Collected data:
++++++++++++++++++++
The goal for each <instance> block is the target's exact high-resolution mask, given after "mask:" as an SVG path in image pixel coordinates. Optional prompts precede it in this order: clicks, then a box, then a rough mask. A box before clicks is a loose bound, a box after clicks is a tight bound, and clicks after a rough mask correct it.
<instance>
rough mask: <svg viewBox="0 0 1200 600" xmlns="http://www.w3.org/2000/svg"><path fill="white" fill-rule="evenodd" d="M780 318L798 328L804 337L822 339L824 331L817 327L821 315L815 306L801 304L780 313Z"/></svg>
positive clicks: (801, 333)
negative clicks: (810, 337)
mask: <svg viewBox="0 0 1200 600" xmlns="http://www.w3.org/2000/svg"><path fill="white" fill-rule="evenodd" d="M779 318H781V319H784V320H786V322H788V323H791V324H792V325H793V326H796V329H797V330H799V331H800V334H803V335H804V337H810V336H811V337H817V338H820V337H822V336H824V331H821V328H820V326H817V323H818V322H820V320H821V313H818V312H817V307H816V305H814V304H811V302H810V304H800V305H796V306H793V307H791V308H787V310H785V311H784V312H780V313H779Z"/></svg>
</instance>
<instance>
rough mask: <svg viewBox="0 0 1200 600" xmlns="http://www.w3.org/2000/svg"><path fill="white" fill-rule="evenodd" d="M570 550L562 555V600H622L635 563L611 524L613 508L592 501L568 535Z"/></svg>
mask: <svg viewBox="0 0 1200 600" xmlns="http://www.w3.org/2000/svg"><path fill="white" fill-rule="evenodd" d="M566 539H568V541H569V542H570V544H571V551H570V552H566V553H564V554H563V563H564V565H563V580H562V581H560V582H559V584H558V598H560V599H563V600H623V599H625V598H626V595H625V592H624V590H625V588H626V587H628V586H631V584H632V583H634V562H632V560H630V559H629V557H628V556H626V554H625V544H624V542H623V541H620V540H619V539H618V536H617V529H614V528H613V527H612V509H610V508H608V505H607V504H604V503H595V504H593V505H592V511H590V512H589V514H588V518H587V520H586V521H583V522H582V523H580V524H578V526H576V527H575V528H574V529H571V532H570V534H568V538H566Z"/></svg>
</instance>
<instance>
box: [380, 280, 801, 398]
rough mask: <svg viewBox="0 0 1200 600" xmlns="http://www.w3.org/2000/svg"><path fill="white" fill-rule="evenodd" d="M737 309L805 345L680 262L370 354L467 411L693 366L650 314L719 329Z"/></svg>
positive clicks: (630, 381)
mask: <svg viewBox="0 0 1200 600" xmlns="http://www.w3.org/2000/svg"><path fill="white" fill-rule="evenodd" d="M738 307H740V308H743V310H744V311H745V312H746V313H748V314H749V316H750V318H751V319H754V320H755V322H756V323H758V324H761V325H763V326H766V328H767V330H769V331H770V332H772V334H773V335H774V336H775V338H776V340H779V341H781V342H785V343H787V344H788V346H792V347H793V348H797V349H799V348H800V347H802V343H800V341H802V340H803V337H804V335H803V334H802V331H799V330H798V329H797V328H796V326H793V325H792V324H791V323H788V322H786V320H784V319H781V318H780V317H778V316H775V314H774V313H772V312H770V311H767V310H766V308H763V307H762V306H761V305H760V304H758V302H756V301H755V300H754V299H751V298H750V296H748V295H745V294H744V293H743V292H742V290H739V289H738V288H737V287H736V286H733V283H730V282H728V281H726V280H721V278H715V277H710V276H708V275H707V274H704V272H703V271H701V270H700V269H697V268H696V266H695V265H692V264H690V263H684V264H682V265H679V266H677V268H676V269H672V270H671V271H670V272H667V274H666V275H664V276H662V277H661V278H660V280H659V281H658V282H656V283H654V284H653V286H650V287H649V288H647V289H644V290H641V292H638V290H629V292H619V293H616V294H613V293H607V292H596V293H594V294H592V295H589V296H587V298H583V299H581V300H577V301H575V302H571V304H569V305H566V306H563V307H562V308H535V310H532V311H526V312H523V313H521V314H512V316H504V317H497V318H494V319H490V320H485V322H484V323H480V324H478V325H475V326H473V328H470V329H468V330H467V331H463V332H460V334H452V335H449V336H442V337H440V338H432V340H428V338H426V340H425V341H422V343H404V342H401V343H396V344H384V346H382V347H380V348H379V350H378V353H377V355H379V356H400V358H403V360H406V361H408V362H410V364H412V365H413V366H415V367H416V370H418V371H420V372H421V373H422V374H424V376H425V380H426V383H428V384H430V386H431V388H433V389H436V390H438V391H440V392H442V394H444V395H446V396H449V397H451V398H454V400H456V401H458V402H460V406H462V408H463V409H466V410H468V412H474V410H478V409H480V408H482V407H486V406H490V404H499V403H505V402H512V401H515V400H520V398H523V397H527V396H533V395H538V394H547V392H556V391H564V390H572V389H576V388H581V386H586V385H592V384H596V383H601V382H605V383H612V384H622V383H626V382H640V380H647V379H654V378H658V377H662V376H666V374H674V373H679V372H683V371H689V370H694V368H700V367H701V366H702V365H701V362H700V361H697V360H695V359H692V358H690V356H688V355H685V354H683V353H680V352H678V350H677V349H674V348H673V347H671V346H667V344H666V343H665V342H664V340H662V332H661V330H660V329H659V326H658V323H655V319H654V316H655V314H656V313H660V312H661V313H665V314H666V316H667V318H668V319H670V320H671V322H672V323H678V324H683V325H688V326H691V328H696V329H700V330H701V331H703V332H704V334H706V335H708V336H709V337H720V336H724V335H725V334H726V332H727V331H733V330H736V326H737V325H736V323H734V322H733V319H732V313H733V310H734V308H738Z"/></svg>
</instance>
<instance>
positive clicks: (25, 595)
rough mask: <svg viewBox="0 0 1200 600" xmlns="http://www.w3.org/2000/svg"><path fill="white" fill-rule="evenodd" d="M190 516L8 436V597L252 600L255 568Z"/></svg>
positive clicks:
++++++++++++++++++++
What the task requires: What is needed is an exact, complete copy of the entries above.

Exercise result:
The goal for each <instance> block is the target's exact high-resolution mask, given after "mask:" as an SVG path in image pixel coordinates. Optional prompts precede it in this order: clicks, then a box, then a rough mask. A box before clicks is a loose bound, a box after clicks is a tight bound, and clicks after a rough mask correct it.
<instance>
rough mask: <svg viewBox="0 0 1200 600" xmlns="http://www.w3.org/2000/svg"><path fill="white" fill-rule="evenodd" d="M780 318L798 328L804 337L822 339L824 331L817 327L821 315L815 306L801 304L780 313Z"/></svg>
positive clicks: (801, 333)
negative clicks: (810, 337)
mask: <svg viewBox="0 0 1200 600" xmlns="http://www.w3.org/2000/svg"><path fill="white" fill-rule="evenodd" d="M779 318H781V319H784V320H786V322H788V323H791V324H792V325H793V326H796V329H797V330H799V331H800V334H803V335H804V337H810V336H811V337H817V338H820V337H822V336H824V331H821V328H820V326H817V323H818V322H820V320H821V313H818V312H817V307H816V305H814V304H811V302H810V304H800V305H796V306H793V307H791V308H787V310H785V311H784V312H780V313H779Z"/></svg>
</instance>
<instance>
rough mask: <svg viewBox="0 0 1200 600" xmlns="http://www.w3.org/2000/svg"><path fill="white" fill-rule="evenodd" d="M570 550L562 555V600H622L635 563L611 524L613 508L592 501L568 535Z"/></svg>
mask: <svg viewBox="0 0 1200 600" xmlns="http://www.w3.org/2000/svg"><path fill="white" fill-rule="evenodd" d="M566 539H568V541H569V542H570V544H571V551H570V552H566V553H564V554H563V563H564V565H563V580H562V581H560V582H559V584H558V598H560V599H563V600H623V599H625V598H626V595H625V592H624V590H625V588H626V587H628V586H631V584H632V583H634V562H632V560H630V559H629V557H628V556H626V554H625V544H624V542H623V541H620V540H619V539H618V536H617V529H614V528H613V527H612V509H610V508H608V505H607V504H604V503H595V504H593V505H592V511H590V512H589V514H588V518H587V520H586V521H583V522H582V523H580V524H578V526H576V527H575V528H574V529H571V532H570V534H568V538H566Z"/></svg>
</instance>
<instance>
box: [380, 280, 801, 398]
rough mask: <svg viewBox="0 0 1200 600" xmlns="http://www.w3.org/2000/svg"><path fill="white" fill-rule="evenodd" d="M737 309L805 345L680 262L370 354L467 411L693 366L650 314L719 329Z"/></svg>
positive clicks: (630, 381)
mask: <svg viewBox="0 0 1200 600" xmlns="http://www.w3.org/2000/svg"><path fill="white" fill-rule="evenodd" d="M738 307H740V308H743V310H744V311H745V312H746V313H748V314H749V316H750V318H751V319H754V320H755V322H756V323H758V324H761V325H763V326H766V328H767V330H769V331H770V332H772V334H773V335H774V336H775V338H776V340H779V341H781V342H785V343H787V344H788V346H792V347H793V348H797V349H799V348H800V347H802V343H800V341H802V340H803V337H804V335H803V334H802V331H799V330H798V329H797V328H796V326H793V325H792V324H791V323H788V322H786V320H784V319H781V318H780V317H778V316H775V314H774V313H772V312H770V311H767V310H766V308H763V307H762V306H761V305H760V304H758V302H756V301H755V300H754V299H751V298H750V296H748V295H745V294H744V293H743V292H742V290H739V289H738V288H737V287H736V286H733V283H730V282H728V281H726V280H721V278H715V277H710V276H708V275H707V274H704V272H703V271H701V270H700V269H697V268H696V266H695V265H692V264H690V263H684V264H682V265H679V266H677V268H676V269H672V270H671V271H670V272H667V274H666V275H664V276H662V277H661V278H660V280H659V281H658V282H656V283H654V284H653V286H650V287H649V288H647V289H644V290H641V292H638V290H629V292H619V293H616V294H613V293H607V292H596V293H594V294H592V295H589V296H587V298H583V299H581V300H577V301H575V302H571V304H569V305H566V306H563V307H562V308H535V310H532V311H526V312H523V313H521V314H512V316H504V317H497V318H494V319H490V320H485V322H484V323H480V324H478V325H475V326H473V328H470V329H468V330H467V331H463V332H460V334H452V335H449V336H442V337H440V338H432V340H428V338H426V340H425V341H422V343H404V342H401V343H396V344H384V346H382V347H380V348H379V350H378V353H377V355H379V356H400V358H403V360H406V361H408V362H410V364H412V365H413V366H415V367H416V370H418V371H420V372H421V373H422V374H424V376H425V380H426V383H428V384H430V386H431V388H433V389H436V390H438V391H440V392H442V394H444V395H446V396H449V397H451V398H454V400H456V401H458V402H460V406H462V408H463V409H466V410H468V412H474V410H478V409H480V408H482V407H486V406H490V404H499V403H505V402H512V401H515V400H520V398H523V397H527V396H533V395H538V394H547V392H556V391H564V390H572V389H576V388H581V386H586V385H592V384H596V383H601V382H605V383H612V384H622V383H626V382H640V380H647V379H654V378H658V377H662V376H666V374H674V373H679V372H683V371H689V370H694V368H700V367H701V366H702V365H701V362H700V361H697V360H695V359H692V358H690V356H688V355H685V354H683V353H680V352H678V350H677V349H674V348H673V347H671V346H667V344H666V343H665V342H664V340H662V332H661V330H660V329H659V326H658V323H655V319H654V316H655V314H656V313H660V312H661V313H665V314H666V316H667V318H668V319H670V320H671V322H672V323H678V324H683V325H688V326H691V328H696V329H700V330H701V331H703V332H704V334H706V335H708V336H709V337H720V336H724V335H725V334H726V332H727V331H733V330H736V326H737V325H736V323H734V322H733V319H732V313H733V310H734V308H738Z"/></svg>
</instance>
<instance>
positive clicks: (25, 595)
rough mask: <svg viewBox="0 0 1200 600" xmlns="http://www.w3.org/2000/svg"><path fill="white" fill-rule="evenodd" d="M190 516L8 436V597L252 600L255 568Z"/></svg>
positive clicks:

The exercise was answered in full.